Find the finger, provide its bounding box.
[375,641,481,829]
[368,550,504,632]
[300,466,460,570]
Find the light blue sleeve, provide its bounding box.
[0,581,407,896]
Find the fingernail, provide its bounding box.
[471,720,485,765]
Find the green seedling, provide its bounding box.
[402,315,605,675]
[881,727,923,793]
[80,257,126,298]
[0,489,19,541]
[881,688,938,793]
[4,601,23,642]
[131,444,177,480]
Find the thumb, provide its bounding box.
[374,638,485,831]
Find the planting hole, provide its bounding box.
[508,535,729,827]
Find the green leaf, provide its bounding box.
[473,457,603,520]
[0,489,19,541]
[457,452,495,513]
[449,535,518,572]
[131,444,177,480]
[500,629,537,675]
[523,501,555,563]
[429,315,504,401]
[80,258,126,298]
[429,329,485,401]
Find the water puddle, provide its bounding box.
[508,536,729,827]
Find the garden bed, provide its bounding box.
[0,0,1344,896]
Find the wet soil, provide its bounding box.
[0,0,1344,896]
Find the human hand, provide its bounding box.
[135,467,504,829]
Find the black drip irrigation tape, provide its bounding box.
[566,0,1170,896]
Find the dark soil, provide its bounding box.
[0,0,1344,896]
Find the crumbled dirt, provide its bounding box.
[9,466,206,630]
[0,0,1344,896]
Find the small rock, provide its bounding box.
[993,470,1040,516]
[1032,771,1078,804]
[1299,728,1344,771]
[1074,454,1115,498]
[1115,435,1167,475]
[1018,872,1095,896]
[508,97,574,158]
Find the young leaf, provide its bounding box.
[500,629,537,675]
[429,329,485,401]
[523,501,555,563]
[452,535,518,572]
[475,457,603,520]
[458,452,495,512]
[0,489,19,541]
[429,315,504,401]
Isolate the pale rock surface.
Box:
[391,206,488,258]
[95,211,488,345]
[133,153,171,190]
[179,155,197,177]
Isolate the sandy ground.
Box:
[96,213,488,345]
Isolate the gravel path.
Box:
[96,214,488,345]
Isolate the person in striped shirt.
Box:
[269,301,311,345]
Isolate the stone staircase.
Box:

•••••

→ **GIVEN TASK**
Copy out every one of the records above, keeping each line word for word and in the same order.

→ **RESULT OF THE TASK**
Find the finger, provide its bounding box.
[375,641,481,829]
[368,550,504,632]
[300,466,460,570]
Find the light blue sleeve, provide its bounding box.
[0,581,407,896]
Find the fingernail, provide its bounding box.
[471,720,485,765]
Find the green seedling, provide its bounding box.
[402,315,605,675]
[881,727,923,793]
[80,257,126,298]
[0,489,19,541]
[881,688,938,793]
[4,601,23,642]
[131,444,177,480]
Find the thumb, provide its bounding box.
[374,638,485,831]
Find the planting hole, provide its bounding box.
[508,535,729,827]
Find the green leaf, provide its bounding box.
[473,457,603,520]
[0,489,19,541]
[457,452,495,513]
[449,535,518,572]
[131,444,177,480]
[500,629,537,675]
[523,501,555,563]
[429,315,504,401]
[80,258,126,298]
[429,329,485,401]
Find the water puddle, provide its bounding box.
[508,536,729,827]
Find the garden bed, provide its bounding box.
[0,0,1344,896]
Find the wet soil, provide its bounding box.
[0,0,1344,896]
Find the human hand, provide its bounding box.
[135,467,504,829]
Find the black drip irrigation tape, provide its bounding box.
[566,0,1170,896]
Find the dark soil, provide its bounding box.
[0,0,1344,896]
Find the crumbled dirt, provide its bounding box.
[9,466,206,630]
[0,0,1344,896]
Find the small rock, provide its bounding box.
[993,470,1040,516]
[1032,771,1078,804]
[1299,728,1344,771]
[1074,454,1115,498]
[1115,435,1167,475]
[1018,872,1095,896]
[508,97,574,158]
Find the young leaf, provide its bounding box.
[500,629,537,675]
[429,329,485,401]
[523,501,555,563]
[452,535,518,572]
[475,457,603,520]
[458,452,495,512]
[0,489,19,541]
[429,315,504,401]
Isolate the pale rock surface.
Box:
[391,206,488,258]
[95,211,488,345]
[133,153,171,190]
[179,155,197,177]
Isolate the sandy ground.
Box:
[96,213,488,345]
Isolate the gravel path.
Box:
[96,214,488,345]
Isolate the person in striped shirt.
Box:
[269,301,311,345]
Isolate the stone staircase.
Box:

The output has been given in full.